**Problem statement**
Edit the material from its first line through the line containing "[172,76,189,94]", inclusive, replacing "blue pen" with "black pen" and keeping everything else the same. Return only those lines.

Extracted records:
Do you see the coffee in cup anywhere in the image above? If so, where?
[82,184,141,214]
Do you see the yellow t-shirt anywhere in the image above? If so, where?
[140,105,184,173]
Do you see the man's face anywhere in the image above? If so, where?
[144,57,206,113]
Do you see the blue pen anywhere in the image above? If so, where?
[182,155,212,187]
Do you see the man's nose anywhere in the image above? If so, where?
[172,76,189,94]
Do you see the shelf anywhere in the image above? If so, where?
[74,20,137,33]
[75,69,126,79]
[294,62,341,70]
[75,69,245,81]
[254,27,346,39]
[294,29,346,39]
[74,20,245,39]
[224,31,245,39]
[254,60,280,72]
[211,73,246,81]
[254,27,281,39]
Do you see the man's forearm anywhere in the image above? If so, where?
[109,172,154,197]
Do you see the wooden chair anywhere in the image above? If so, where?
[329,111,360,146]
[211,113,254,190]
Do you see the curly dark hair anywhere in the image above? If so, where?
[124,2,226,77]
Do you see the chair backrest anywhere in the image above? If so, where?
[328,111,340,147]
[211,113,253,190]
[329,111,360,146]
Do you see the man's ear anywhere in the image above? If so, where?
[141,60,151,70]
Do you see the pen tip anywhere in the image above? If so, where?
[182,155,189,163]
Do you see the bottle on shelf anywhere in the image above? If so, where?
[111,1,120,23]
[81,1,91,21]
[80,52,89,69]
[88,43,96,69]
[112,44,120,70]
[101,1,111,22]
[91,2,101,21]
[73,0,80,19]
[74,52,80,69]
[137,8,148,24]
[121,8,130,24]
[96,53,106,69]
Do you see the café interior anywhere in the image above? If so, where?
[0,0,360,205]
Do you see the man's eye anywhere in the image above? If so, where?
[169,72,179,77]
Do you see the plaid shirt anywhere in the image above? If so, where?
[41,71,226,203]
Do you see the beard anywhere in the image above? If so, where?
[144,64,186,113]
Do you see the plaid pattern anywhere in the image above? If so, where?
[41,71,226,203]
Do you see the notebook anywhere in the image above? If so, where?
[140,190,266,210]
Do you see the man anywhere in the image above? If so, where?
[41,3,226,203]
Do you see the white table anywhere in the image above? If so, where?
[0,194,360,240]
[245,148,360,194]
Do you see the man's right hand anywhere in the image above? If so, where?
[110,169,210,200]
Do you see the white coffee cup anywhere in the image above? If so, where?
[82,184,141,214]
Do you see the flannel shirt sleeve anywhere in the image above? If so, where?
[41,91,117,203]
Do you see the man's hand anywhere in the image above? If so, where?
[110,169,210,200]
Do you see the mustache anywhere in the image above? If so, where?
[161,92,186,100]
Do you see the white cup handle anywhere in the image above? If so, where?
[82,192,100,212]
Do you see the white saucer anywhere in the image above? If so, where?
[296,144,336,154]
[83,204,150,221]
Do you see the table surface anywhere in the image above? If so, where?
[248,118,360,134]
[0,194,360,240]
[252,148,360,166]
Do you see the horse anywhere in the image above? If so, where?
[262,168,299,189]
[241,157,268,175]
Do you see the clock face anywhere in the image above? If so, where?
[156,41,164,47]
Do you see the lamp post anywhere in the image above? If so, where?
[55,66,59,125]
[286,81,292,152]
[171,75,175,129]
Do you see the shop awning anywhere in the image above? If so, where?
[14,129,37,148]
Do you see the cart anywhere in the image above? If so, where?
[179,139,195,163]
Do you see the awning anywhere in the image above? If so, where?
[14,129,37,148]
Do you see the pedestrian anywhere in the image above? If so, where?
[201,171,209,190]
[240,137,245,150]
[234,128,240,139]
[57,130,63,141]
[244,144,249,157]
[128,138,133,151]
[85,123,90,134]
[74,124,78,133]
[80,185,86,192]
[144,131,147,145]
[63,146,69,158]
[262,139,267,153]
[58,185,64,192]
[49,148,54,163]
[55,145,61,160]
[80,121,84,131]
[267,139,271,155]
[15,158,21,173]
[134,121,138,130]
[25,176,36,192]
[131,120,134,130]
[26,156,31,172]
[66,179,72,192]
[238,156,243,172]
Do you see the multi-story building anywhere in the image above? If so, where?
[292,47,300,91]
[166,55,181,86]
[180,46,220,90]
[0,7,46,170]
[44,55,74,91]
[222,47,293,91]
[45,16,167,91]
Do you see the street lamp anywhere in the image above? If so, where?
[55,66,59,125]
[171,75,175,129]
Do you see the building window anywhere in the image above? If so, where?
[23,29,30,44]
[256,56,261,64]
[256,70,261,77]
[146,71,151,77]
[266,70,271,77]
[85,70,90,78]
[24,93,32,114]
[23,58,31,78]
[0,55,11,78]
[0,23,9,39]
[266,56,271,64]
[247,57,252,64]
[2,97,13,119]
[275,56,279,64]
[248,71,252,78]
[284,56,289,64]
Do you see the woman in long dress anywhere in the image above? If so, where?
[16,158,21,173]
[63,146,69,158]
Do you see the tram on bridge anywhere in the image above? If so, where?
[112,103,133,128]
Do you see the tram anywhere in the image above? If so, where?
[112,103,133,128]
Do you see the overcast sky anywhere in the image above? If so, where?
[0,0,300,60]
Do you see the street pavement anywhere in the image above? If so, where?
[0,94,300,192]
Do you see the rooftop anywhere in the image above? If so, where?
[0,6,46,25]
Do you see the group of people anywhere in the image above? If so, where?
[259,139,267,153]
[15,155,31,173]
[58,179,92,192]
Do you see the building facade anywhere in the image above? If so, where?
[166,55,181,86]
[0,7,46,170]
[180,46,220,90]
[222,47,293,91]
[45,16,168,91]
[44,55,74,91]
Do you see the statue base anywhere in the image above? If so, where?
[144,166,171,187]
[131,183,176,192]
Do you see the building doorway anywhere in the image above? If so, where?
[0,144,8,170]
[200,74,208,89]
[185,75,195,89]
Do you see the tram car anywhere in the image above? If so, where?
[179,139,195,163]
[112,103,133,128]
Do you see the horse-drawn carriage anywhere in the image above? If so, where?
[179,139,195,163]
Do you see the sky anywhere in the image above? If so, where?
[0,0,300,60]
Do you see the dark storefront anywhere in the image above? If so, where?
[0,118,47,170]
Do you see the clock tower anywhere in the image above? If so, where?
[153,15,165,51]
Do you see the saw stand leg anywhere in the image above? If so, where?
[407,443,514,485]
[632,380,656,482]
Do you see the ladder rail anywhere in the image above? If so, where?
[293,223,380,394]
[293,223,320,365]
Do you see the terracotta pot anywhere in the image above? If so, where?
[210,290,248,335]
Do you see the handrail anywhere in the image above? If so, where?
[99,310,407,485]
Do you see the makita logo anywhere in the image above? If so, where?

**Task solution**
Do you see the coffee in cup anywhere in the image above? If so, where?
[82,184,141,214]
Do you see the yellow t-shirt anywhere in the image above? If so, where?
[140,105,184,173]
Do you see the man's face anywhere in the image above? If so, where?
[144,57,206,113]
Do you see the black pen anywhere in the image above? If so, where?
[182,155,212,187]
Do you see the man's nose anywhere in the image above? If so, where?
[172,76,189,94]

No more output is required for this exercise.